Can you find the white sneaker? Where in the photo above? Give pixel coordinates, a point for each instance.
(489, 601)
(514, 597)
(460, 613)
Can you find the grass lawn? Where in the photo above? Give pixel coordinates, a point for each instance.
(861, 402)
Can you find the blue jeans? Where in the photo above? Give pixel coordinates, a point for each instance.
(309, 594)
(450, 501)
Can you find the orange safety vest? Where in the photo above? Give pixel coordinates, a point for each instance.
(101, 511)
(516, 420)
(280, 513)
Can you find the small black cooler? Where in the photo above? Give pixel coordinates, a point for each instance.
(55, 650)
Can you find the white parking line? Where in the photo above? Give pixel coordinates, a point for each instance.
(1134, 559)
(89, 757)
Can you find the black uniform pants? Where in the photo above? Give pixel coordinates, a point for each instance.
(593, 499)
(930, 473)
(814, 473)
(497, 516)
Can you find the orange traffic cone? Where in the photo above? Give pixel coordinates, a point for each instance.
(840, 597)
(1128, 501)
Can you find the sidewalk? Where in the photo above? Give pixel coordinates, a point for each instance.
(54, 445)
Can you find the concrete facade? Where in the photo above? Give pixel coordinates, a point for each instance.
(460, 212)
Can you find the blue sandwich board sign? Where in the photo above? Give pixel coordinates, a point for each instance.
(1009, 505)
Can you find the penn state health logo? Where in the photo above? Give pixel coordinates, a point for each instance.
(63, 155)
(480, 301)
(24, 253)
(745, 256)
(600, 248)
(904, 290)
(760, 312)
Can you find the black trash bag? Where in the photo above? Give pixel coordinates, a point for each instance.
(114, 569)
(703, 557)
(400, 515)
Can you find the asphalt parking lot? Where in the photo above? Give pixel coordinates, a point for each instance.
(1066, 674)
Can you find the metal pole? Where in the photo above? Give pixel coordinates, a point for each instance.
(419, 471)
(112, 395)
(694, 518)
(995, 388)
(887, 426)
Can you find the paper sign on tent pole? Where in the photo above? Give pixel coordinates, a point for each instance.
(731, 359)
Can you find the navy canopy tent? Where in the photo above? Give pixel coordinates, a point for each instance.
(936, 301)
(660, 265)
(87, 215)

■ ■ ■ ■

■ Problem to solve
Exactly as written, reproduce the whole listing.

■ Answer section
Can you find the white sneaker? Where in the photo above? Give pixel coordinates, a point for each instance.
(489, 601)
(514, 597)
(460, 613)
Can you find the grass lawn? Where in the photo above? Give pixel coordinates, a point for each instance.
(861, 402)
Can you find the blue jeans? Where in the photo above? Give pixel coordinates, a point for each instance.
(309, 594)
(450, 501)
Can you find the orange safety vest? Where in the photo above? Give pixel coordinates, a point for each instance.
(101, 511)
(516, 420)
(280, 513)
Can you find the small black cooler? Where in the photo above? Give pixel coordinates, a point for each instance.
(55, 650)
Can you find the white parking line? Where in the photo above? Give pixel coordinates, a point for each instance.
(1134, 559)
(89, 757)
Can you find the black uniform pants? Where in the photo above? Give pixel coordinates, a point for each instance.
(593, 499)
(930, 473)
(814, 473)
(497, 516)
Can you find the orange traffic cone? Where in the photo above? Give pixel coordinates, a point for each instance.
(840, 597)
(1128, 501)
Can you find the sidewalk? Where in the photo above? Give pixel coordinates, a point for each instance.
(54, 445)
Can you find the concrete facade? Where in the photo above? Give pixel coordinates, a point for each instance.
(460, 212)
Can you find the blue sandwich board sign? Where in the photo above? Give pixel coordinates, a point for each instance.
(1009, 505)
Can you find the penn state health logo? Where in the photo above? Give pixel coordinates, a point for each instance.
(63, 155)
(480, 301)
(24, 253)
(745, 256)
(600, 248)
(904, 290)
(760, 312)
Can you find the black trash bag? Where in the photo above? Give pixel coordinates, a point for each instance.
(114, 569)
(703, 557)
(400, 515)
Can you find the asphalt parking lot? Where in the photo above? Give pixel coordinates, a point for each instance.
(1066, 674)
Can you find the metal pole? Where in the photo above? Give pixel coordinates, a point for each instance.
(419, 471)
(112, 395)
(694, 518)
(995, 388)
(887, 426)
Can you find the paper sign on tent pole? Where in the photo above? Give pixel coordinates, a point for each instance.
(731, 359)
Can you find the navy canopy tent? Where in the photo above? Give pixel coordinates, a point for each instance.
(936, 301)
(660, 265)
(87, 215)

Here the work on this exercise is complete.